======== LISTED ENTRIES ========

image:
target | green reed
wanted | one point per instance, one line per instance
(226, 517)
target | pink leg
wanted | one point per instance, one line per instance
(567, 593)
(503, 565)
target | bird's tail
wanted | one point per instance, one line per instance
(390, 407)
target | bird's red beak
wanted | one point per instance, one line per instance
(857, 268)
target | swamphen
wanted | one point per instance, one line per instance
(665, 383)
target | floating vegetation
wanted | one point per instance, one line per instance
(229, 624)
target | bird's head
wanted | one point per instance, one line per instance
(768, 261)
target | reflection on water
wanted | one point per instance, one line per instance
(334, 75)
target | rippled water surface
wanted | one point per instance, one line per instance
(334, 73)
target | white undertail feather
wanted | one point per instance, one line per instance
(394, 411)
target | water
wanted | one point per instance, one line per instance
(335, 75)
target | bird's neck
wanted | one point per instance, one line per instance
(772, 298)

========

## EXERCISE OBJECTIVE
Copy the records above, keeping each line identical.

## EXERCISE SOLUTION
image:
target | green reed
wanted | one point per instance, one line per instance
(226, 517)
target | pink leg
wanted | one point per instance, one line per instance
(567, 593)
(503, 565)
target | bird's tail
wanted | one point per instance, one line per instance
(390, 407)
target | bird's red beak
wanted | one point per instance, one line per instance
(857, 268)
target | swamphen
wanted | one point per instance, one line per instance
(665, 383)
target | floating vegetation
wanted | one point per instance, one line per instance
(229, 624)
target | bird's head
wanted | one point per instance, one line per instance
(768, 261)
target | reflection on water
wanted | one point per instance, one line per instance
(334, 75)
target | rippled water surface
wanted | one point per instance, one line per instance
(334, 73)
target | white undertail feather
wanted | one point per instance, one line per instance
(394, 411)
target | water
wanted | one point per instance, one line per instance
(335, 75)
target | bird's neck
wanted | one point per instance, one line per instance
(772, 298)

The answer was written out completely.